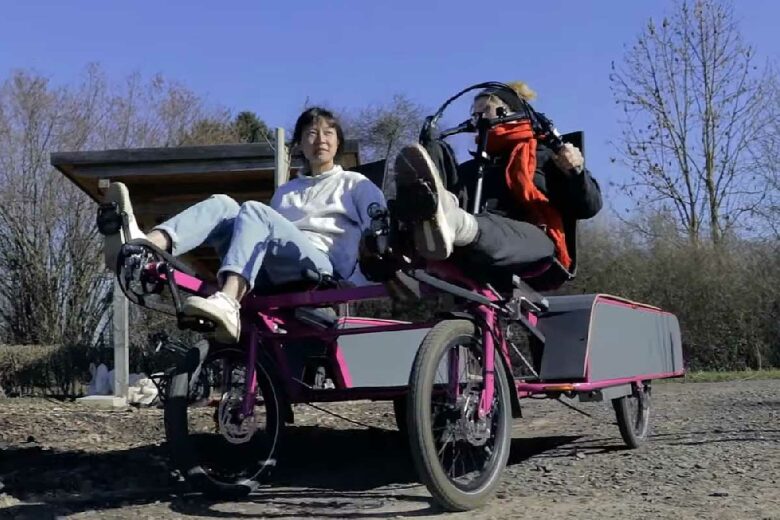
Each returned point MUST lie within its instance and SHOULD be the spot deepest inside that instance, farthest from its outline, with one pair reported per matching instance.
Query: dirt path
(714, 453)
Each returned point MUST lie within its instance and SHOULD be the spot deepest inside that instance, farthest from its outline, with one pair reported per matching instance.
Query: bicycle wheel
(633, 416)
(458, 456)
(220, 452)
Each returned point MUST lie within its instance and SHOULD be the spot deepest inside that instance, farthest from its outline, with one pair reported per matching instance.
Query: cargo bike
(456, 380)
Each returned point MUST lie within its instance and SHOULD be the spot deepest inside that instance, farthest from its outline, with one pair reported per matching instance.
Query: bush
(43, 369)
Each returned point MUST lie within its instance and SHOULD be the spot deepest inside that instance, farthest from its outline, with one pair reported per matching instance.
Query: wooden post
(121, 342)
(281, 164)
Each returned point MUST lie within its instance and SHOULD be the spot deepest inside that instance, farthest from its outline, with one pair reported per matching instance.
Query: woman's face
(487, 106)
(319, 143)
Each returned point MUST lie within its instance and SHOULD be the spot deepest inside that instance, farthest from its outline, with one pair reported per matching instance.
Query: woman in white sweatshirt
(314, 221)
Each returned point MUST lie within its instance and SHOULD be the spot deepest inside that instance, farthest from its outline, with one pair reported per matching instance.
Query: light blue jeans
(252, 239)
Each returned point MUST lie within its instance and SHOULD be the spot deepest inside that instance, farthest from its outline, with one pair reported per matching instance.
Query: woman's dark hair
(311, 116)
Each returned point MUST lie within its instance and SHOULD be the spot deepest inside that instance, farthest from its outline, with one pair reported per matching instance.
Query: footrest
(195, 323)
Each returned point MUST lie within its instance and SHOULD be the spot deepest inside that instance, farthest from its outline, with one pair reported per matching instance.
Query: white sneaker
(118, 194)
(435, 237)
(220, 308)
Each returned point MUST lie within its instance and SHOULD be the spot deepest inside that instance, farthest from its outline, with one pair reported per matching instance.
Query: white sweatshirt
(331, 210)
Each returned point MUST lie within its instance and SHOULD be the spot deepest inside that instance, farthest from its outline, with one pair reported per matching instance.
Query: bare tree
(694, 103)
(52, 286)
(382, 129)
(769, 159)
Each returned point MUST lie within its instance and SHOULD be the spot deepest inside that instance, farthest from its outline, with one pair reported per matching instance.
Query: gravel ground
(714, 453)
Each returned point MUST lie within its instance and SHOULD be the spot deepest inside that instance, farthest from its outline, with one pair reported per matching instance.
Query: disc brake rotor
(235, 429)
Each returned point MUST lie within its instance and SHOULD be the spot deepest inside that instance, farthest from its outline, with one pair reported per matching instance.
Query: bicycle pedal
(196, 324)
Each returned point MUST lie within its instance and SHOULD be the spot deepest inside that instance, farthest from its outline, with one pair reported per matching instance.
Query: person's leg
(262, 239)
(504, 247)
(209, 221)
(450, 225)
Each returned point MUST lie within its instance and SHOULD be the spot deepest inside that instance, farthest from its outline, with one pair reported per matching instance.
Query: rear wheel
(219, 451)
(633, 415)
(458, 456)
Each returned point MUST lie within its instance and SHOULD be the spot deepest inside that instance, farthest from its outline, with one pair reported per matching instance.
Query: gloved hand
(569, 158)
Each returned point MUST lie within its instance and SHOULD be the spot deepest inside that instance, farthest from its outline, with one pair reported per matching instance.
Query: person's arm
(579, 190)
(365, 193)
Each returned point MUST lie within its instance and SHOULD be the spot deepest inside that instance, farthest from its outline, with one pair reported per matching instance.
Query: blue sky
(271, 56)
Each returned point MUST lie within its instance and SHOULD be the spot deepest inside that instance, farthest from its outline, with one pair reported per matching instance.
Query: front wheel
(218, 450)
(458, 456)
(633, 415)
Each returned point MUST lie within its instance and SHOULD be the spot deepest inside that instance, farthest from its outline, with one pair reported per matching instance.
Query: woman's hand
(569, 158)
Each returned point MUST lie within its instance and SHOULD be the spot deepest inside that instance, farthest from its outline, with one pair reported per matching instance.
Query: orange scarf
(520, 179)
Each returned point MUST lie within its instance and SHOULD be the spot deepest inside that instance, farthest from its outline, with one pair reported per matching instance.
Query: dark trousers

========================================

Using the records above, output an exact copy without any pictures.

■ THE COMPLETED TASK ■
Each returned point MUST lie within its instance and SHOULD be the spot deepest inside that instance, farthest from its outline, with one pair reported per matching instance.
Query: dirt path
(714, 453)
Each returned point MUST lie within its instance and SHOULD be the spot deepest inside that instance, farthest from its outline, with one pair reported per matching instance.
Query: bicycle wheel
(633, 416)
(458, 456)
(220, 452)
Each returned point MUST lie within its instance and SHOULD be the spot deepest inside that instance, farthest from its outline, with one pair reported per matching instance.
Query: cargo bike
(456, 380)
Each returned point MUST lie within its instance and SHOULD be the spot deepest inside that instance, farthest from its outline, with one pair reported per matching instance.
Query: bush
(43, 369)
Each returned point MUST lie within its instance and SHOULD be the spot deepest inside that instance, farthest from its outline, with one pair reported per matching instance.
Query: wooden post
(121, 342)
(281, 164)
Each returned point MUST lie within its instance and SHOULD be the spot deepest inside that instance, farthest from its outline, with one pair reported per matching instance.
Query: woman's face
(487, 106)
(319, 143)
Each returned point MUST lie within its instance and SHOULD be the spot deepest inside that instance, farthest from its outline, with one pair reported per matching instance.
Query: woman in white sweatshirt
(314, 221)
Each returned point MUST lie within its instance and SHOULD be the spot deepest inside that instance, farthest from its outline, with one pair reported per matching instance.
Query: light blue jeans
(252, 239)
Each returned point MUST lie within its instance and SHOULD be the spot deepest inside that instance, farthest from its outline, with one pair reported per matching instance.
Query: woman's dark hair
(311, 116)
Each returned point MUST lie within its instance and SHOULD be the spot deepest inside that instance, farthest from its outline, with one pair reported per matching instance.
Query: footrest
(195, 323)
Each returned point MUST lie within its instance and SHOULD be the spot deepest inside that instance, farthest from its outline, with one pair reported per matching instance.
Query: white sneaker
(118, 194)
(435, 237)
(220, 308)
Each returned point MUST lie within its instance and SHOULD be the spot deepest inside that instance, farthest from its outline, with one pair reported per matching instance.
Query: white sweatshirt
(331, 210)
Each returned point MUST lie within its instance and SHOULD be the spot deepest inside that instance, farthest from its outline, with one pair reported per matching instance.
Query: bare tree
(694, 103)
(52, 286)
(382, 129)
(769, 159)
Each returned point MUST lie within its instance and SHOULD be the spot deepest inside that instance, farthest from its outline, with one pair reported per matching instance.
Query: gravel ground
(714, 453)
Each returned point MUST lie within its instance and SHOULD be the spot deepest inside that instance, farthest from its outline, with one pair reported per matching instance.
Query: disc brake rotor
(235, 429)
Each returned point MUST lie within its instance and SHOULD be the spot deepest inside that instance, farthest from its outline, with one pair reported per matching instance.
Query: bicycle pedal
(196, 324)
Each returned point MUST lie within its instance and SHOULD be the spot deepest inside that instance, farthest from its outline, with one pair reported per matching instance.
Query: person's leg
(262, 239)
(504, 247)
(209, 221)
(450, 225)
Each returned point MUST lie within its instance and SHOULD be the spot deepest inside that instance, farthest from its outline, with one pair reported per matching instance.
Query: rear wheel
(219, 451)
(633, 415)
(458, 456)
Each returned point MUST lie within its instance and SHOULD be the spot deepest inside that instance, farthest from its outline, with one pair reported per matching instance.
Query: gloved hand
(569, 158)
Each returned point MUST lie within its instance and SHOULD be the spot deepest inside that instance, farthest from its outline, with one pair reported per matching instance.
Query: person's arm
(579, 190)
(365, 193)
Each returned point MUST lie within its instance and SHOULD be the spot deepest inside that instance, farthest from its outline, with one pair reported per matching instance.
Query: blue sky
(271, 56)
Each returned point MUST lie within its instance and SHOULD be the spot deepest inside that instance, farthest from its outline, with one pair reported per matching instance.
Query: front wheel
(218, 450)
(458, 456)
(633, 415)
Each returned point MUST lie within its instance and SHOULD be the spot deepest inside that instance, farthest from its outline, with one pair reported per matching instance.
Query: woman's hand
(569, 158)
Each returned point MUST lie within its instance and SHOULD be the spot deepest inside that instance, farthest from its outline, with one pair reported per matching instance.
Query: orange scarf
(520, 179)
Each returned point MUST lie within its instance and SHOULD be the spot deepest inside that instance, farthest from its outline, with one pair reported per matching instance.
Query: dark trousers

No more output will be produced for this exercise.